#### YOUR TASKS
• A. From the Emmy Squared article, return the text from "Emmy Squared isn’t" up to and including "more locations, too.".
• B. Answer these questions using the Emmy Squared article:
(i) In what year did the Hylands open the first Emily?
(ii) In which neighborhood did the first Emmy Squared open, and in what year?
(iii) Which company did Howard Greenstone serve as CEO of?
• C. Decide whether each statement agrees with the Emmy Squared article:
(i) The company already runs six restaurants.
(ii) Howard Greenstone is based in Boston.
(iii) The first Emily opened in Clinton Hill.

[[ QUOTED PASSAGE, beginning ]]

Emmy Squared isn’t done expanding yet.
The popular Detroit-style pizzeria founded by Matt and Emily Hyland — one that essentially pushed the genre into into New York pizza canon — is planning a growth tear that could include new locations on the Upper East Side, Midtown, or the Upper West Side, according to Nashville-based partner Howard Greenstone.
Nothing’s for sure yet, but as the company plots new outposts in Philly, D.C., Boston, and Nashville, Greenstone says the restaurant’s home base of New York will likely still get more locations, too.
“We want to be patient, but we also want to have a footprint up and down the East Coast,” says Greenstone, who became a partner at the company to assist with the expansion.
Ideally, Pizza Loves Emily wants to open as many as four in 2019 alone, a huge jump from the six the company already runs. Such ambitious goals are a far cry from how the Hylands started. In 2013, back when they were still a couple, the Hylands opened the first Emily as a petite Clinton Hill neighborhood restaurant. After both the pizza and Matt’s luxe burger became popular, things started to change.
By the time they opened the first Emmy Squared in Williamsburg in 2016, they’d started partnering with Ken Levitan, a Nashville restaurateur who works with musicians like Lynyrd Skynyrd and Kid Rock, and Greenstone, who used to be a manager at Aquavit and went on to be CEO of Rosa Mexicano.

[[ QUOTED PASSAGE, end ]]
[[ DATA LISTING, beginning ]]

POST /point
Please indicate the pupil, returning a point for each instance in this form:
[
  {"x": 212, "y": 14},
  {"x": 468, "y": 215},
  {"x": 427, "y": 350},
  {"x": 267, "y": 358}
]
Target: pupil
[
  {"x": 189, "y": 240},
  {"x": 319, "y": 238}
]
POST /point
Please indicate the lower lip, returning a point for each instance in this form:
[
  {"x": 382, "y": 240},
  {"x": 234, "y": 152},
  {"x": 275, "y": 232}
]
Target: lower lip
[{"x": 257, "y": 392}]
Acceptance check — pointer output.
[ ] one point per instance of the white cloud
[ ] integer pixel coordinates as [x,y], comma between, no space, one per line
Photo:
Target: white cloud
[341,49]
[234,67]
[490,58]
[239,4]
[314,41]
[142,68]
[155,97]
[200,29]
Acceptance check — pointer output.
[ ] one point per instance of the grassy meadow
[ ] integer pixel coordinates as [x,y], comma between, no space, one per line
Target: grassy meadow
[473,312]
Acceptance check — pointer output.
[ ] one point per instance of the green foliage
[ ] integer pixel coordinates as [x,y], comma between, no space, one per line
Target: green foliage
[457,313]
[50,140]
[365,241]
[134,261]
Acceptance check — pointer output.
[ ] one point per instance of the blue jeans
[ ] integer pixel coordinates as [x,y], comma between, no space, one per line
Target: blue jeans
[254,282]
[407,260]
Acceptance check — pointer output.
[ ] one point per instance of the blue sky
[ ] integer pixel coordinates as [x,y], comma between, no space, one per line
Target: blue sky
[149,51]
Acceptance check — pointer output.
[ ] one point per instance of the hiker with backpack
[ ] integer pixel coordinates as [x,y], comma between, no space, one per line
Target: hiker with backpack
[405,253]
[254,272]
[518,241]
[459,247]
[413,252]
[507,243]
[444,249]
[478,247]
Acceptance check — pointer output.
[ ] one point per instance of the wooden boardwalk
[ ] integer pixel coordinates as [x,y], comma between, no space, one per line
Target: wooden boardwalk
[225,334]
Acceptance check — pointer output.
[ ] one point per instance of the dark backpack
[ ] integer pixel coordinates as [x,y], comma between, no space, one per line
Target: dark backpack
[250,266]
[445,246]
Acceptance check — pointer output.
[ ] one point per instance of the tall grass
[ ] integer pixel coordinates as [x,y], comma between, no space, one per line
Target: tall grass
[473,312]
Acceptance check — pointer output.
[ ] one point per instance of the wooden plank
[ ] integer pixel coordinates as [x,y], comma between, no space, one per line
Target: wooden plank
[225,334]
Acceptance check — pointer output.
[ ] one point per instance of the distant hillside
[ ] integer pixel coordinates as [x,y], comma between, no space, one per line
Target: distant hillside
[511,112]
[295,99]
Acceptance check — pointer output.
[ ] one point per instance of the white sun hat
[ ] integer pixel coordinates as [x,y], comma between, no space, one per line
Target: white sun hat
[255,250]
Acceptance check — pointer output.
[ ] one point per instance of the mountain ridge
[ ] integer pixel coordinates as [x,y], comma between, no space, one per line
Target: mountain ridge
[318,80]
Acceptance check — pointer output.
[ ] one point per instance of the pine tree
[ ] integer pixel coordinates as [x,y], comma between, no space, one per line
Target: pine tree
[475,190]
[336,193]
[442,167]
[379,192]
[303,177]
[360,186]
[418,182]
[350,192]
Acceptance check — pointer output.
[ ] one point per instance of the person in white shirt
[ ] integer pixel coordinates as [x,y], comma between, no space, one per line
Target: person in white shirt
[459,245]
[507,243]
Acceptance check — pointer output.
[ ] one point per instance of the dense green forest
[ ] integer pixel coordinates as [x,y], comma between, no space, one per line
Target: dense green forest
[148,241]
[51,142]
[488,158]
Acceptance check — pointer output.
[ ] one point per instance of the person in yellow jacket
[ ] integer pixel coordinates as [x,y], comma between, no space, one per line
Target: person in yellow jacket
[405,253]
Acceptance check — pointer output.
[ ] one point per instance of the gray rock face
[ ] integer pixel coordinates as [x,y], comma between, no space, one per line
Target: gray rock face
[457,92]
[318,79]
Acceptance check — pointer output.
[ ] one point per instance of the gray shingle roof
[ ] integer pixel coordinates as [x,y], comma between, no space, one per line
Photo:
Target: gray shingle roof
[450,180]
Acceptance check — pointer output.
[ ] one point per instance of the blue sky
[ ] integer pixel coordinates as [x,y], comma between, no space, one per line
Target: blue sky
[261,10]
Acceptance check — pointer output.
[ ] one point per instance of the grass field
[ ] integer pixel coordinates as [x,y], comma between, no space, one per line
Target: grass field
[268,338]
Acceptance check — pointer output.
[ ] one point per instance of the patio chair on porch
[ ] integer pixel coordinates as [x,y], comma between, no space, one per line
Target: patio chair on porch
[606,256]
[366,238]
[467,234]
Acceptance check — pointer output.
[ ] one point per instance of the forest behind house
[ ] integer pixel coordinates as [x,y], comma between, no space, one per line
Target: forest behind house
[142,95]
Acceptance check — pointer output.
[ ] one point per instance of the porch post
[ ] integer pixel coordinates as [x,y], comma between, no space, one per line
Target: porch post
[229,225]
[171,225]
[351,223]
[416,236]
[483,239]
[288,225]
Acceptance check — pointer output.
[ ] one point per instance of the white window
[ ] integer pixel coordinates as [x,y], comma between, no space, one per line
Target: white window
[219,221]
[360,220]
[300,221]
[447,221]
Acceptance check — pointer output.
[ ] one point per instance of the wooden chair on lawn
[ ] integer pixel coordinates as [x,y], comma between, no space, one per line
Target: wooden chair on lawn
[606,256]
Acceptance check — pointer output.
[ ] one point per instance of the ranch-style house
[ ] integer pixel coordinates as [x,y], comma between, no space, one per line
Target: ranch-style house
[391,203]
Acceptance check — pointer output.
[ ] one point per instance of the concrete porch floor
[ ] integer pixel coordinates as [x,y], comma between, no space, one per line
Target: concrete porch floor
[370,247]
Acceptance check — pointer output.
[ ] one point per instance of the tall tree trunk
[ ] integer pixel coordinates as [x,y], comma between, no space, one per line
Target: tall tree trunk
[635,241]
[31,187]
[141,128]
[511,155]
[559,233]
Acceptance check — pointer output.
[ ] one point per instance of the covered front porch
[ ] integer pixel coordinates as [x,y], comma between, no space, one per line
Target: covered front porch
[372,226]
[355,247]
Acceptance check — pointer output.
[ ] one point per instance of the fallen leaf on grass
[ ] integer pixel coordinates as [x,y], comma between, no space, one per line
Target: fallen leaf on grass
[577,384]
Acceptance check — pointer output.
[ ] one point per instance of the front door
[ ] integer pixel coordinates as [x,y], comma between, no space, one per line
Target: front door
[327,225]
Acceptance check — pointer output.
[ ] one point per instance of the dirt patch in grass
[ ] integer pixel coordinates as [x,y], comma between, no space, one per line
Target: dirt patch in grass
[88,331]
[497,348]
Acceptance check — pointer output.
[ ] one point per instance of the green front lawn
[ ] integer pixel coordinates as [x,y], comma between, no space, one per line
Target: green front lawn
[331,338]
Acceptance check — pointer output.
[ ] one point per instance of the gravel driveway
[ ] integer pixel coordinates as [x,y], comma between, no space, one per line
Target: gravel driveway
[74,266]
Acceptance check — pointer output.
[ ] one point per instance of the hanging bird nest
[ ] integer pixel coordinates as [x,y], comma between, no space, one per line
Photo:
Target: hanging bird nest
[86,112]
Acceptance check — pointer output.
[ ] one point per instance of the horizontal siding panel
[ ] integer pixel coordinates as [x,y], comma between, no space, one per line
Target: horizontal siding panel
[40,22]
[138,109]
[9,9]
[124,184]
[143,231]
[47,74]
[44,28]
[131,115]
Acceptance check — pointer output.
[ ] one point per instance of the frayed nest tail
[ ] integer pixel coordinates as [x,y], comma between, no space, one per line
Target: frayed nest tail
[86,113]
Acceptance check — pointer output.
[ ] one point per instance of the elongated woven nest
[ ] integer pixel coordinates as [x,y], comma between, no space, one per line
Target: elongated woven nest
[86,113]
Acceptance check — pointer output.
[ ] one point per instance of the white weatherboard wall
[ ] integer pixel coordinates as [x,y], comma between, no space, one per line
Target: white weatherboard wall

[[ DATA LISTING, end ]]

#### SOLUTIONS TO THE TASKS
• A.
Emmy Squared isn’t done expanding yet.
The popular Detroit-style pizzeria founded by Matt and Emily Hyland — one that essentially pushed the genre into into New York pizza canon — is planning a growth tear that could include new locations on the Upper East Side, Midtown, or the Upper West Side, according to Nashville-based partner Howard Greenstone.
Nothing’s for sure yet, but as the company plots new outposts in Philly, D.C., Boston, and Nashville, Greenstone says the restaurant’s home base of New York will likely still get more locations, too.

• B.
(i) 2013
(ii) Williamsburg, in 2016
(iii) Rosa Mexicano

• C.
(i) Yes: "a huge jump from the six the company already runs"
(ii) No: "according to Nashville-based partner Howard Greenstone"
(iii) Yes: "opened the first Emily as a petite Clinton Hill neighborhood restaurant"